» YOUR INSTRUCTIONS
Pick out every line in the entries below that contains the string "stand", and copy each one. Case counts.

>> start

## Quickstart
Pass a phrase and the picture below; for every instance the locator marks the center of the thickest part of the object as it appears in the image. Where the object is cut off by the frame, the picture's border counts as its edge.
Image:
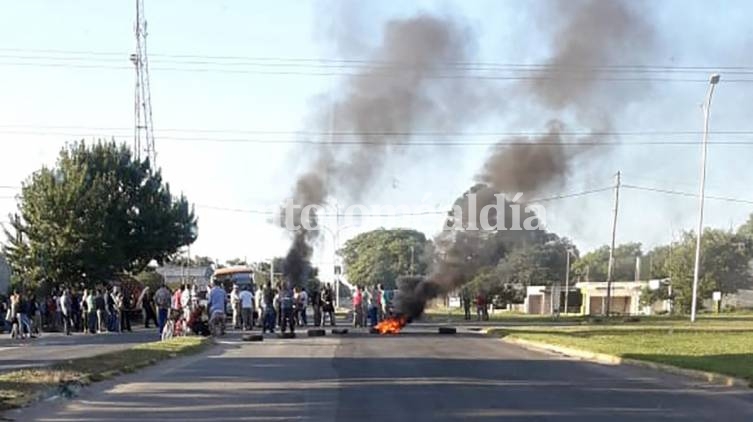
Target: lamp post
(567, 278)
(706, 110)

>> end
>> start

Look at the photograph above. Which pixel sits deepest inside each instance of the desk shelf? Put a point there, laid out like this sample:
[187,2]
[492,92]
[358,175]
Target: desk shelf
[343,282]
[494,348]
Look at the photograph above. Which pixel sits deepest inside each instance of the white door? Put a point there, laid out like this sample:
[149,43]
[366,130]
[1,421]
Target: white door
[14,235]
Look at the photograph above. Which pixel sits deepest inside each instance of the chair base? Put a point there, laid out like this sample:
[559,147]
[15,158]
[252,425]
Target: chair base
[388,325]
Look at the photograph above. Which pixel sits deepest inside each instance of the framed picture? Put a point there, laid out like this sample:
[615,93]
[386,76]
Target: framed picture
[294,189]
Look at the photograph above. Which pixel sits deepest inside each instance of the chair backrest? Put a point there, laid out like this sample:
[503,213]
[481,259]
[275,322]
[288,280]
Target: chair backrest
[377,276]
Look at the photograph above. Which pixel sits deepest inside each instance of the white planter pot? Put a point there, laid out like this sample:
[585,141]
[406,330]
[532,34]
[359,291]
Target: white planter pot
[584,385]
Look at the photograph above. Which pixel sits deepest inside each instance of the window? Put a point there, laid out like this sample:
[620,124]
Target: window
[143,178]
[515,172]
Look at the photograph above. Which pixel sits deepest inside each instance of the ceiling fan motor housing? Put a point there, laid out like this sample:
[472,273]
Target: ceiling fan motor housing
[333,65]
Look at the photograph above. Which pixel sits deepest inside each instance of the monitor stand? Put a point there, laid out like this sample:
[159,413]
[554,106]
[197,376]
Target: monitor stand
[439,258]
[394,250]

>> end

» THE COMPLETED TASK
Look at the photograph above. Which pixel sits deepest inside each instance of the monitor stand? Put a point there, laid out like this sample:
Target: monitor stand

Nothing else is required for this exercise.